= Problem description =
Compute how many lines in the entries below contain "church", and output nothing but the number.
---- Data under study
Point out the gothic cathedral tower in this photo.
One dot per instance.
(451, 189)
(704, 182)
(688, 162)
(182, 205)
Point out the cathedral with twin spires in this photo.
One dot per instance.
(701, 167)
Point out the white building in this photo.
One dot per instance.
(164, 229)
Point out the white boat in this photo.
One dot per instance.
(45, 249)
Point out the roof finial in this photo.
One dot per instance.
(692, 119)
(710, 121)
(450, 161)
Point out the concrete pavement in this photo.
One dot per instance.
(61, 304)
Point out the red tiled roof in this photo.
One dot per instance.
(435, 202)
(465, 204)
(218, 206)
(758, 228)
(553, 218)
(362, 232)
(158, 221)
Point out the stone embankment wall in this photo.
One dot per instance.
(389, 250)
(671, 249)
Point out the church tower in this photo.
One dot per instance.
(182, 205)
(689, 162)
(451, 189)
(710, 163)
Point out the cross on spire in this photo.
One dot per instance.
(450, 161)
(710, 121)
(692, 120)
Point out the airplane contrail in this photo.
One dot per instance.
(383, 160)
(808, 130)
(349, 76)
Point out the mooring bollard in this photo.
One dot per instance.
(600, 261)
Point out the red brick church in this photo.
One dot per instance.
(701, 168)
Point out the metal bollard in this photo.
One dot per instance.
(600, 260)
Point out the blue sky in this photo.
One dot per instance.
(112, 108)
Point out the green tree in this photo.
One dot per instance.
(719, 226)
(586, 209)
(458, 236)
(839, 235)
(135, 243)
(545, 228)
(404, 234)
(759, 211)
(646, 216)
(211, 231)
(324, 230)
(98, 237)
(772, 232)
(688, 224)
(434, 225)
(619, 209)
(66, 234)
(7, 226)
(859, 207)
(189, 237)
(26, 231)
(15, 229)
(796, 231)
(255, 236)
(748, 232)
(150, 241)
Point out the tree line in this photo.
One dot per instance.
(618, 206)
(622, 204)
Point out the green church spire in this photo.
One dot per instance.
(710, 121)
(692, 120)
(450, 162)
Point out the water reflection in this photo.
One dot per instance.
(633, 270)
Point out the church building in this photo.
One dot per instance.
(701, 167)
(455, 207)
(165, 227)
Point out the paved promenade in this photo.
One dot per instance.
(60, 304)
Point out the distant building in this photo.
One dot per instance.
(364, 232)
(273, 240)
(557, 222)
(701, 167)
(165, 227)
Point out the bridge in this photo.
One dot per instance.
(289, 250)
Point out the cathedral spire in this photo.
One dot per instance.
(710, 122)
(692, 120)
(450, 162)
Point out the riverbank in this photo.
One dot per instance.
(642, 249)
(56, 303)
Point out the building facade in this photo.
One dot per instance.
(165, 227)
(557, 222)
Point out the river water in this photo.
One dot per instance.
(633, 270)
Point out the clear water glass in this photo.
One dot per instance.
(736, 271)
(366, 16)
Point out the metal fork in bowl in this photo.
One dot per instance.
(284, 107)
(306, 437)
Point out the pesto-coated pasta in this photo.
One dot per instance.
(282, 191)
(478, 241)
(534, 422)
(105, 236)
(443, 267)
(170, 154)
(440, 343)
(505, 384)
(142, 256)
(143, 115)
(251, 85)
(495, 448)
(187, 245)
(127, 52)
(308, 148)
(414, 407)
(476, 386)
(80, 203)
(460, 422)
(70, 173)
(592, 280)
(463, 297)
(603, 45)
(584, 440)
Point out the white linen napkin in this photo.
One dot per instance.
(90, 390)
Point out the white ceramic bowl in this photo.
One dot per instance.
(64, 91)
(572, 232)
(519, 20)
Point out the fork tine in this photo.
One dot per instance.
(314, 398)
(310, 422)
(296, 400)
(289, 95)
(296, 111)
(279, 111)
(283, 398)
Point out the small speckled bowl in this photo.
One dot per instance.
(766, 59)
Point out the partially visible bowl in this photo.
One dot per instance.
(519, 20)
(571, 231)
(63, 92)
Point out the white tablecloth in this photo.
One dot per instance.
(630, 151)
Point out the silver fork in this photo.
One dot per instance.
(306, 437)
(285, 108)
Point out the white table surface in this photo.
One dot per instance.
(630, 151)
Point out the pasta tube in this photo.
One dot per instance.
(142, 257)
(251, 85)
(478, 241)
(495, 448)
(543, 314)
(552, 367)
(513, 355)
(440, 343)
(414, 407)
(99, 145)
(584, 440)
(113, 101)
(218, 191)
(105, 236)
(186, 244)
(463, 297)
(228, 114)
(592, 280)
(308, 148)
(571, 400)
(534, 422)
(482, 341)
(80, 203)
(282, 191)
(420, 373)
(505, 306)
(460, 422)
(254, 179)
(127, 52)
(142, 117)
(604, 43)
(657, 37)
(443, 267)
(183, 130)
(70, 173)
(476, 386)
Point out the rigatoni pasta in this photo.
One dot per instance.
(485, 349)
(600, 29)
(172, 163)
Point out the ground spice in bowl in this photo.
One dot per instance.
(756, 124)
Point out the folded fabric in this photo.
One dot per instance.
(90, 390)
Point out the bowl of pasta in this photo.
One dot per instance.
--------
= Answer box =
4